** Start Text section **
September 27 1998 AFRICA

A damaged reputation: Mandela's forlorn claims that the bungled South
African invasion of Lesotho was to restore democracy has convinced few at
home or abroad

Lesotho fires reveal Mandela the weak
by R W Johnson
Johannesburg

THE television images could not have been starker. On the one hand the
hallowed figure of Nelson Mandela receiving one award after another on his
triumphal progress across North America, a symbol of liberation and peace;
on the other South African troops meeting furious popular resistance as they
invaded tiny Lesotho, its civilians savagely beaten, and the capital,
Maseru, in flames.

Although South Africa's state-controlled radio and television stations
sought to soften and downplay these images, there was no doubt that popular
opinion was far more critical.

Day after day the opposition-minded Citizen newspaper roundly denounced
Mandela and his deputy, Thabo Mbeki, for refusing to break their long
foreign tours (Mbeki was in Malaysia for the Commonwealth games) during the
crisis.
** End Text section **
** Start Recorded data **
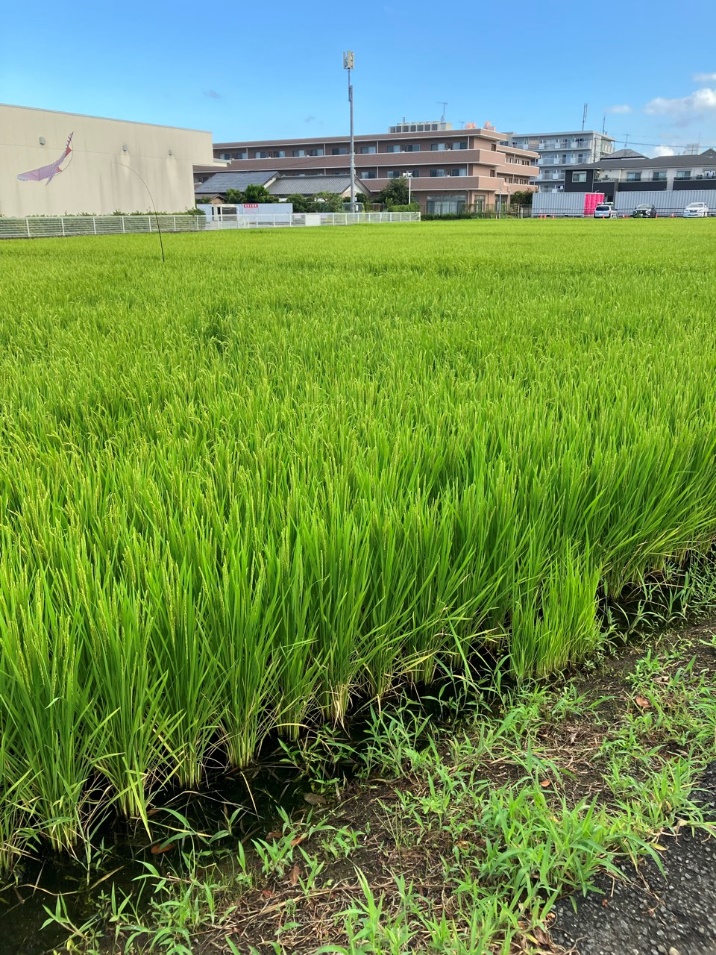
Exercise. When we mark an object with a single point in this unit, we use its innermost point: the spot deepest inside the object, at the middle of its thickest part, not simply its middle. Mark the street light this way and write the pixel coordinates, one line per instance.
(348, 64)
(409, 177)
** End Recorded data **
- **The request**
Decide whether each statement agrees with the Lesotho report, answering yes or no and quoting the words of the report that settle it: (a) The capital of Lesotho is named as Maseru. (b) South Africa's state-controlled radio and television played up the images of the invasion. (c) Mbeki was in Malaysia during the crisis. Draw only on the Lesotho report, not on the data.

- **Solution for this problem**
(a) Yes: "the capital, Maseru, in flames."
(b) No: "sought to soften and downplay these images"
(c) Yes: "Mbeki was in Malaysia for the Commonwealth games"